**Your objective**: Rewrite the records below with "orange anemone colony" changed to "orange anemone cluster" and everything else kept the same. Omit the pictures from your answer.

**Dataset**:
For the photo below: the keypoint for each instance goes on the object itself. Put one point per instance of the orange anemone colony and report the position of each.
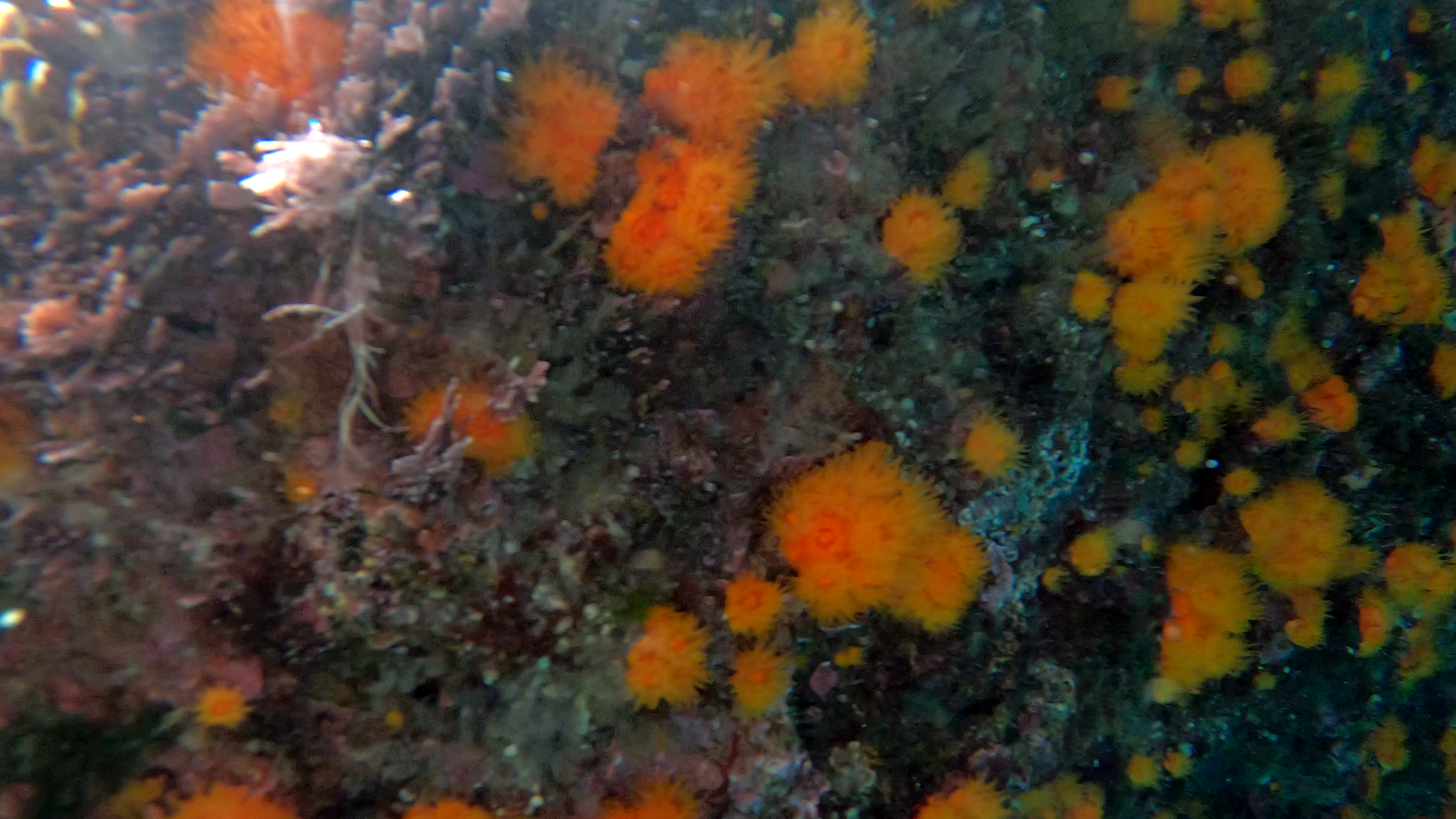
(567, 117)
(829, 62)
(496, 444)
(922, 235)
(719, 91)
(1401, 285)
(1210, 602)
(656, 800)
(976, 799)
(669, 664)
(1167, 240)
(761, 678)
(681, 215)
(752, 604)
(231, 802)
(222, 707)
(246, 41)
(1299, 537)
(863, 535)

**Solution below**:
For the photo below: the keypoint for each instance goes on the object itself. Put one point per instance of the orange anemone cluster and report the position of each.
(567, 117)
(829, 62)
(496, 444)
(922, 235)
(719, 91)
(1401, 285)
(1210, 602)
(656, 800)
(976, 799)
(669, 664)
(1167, 240)
(761, 678)
(681, 215)
(752, 604)
(231, 802)
(222, 707)
(246, 41)
(1299, 537)
(863, 535)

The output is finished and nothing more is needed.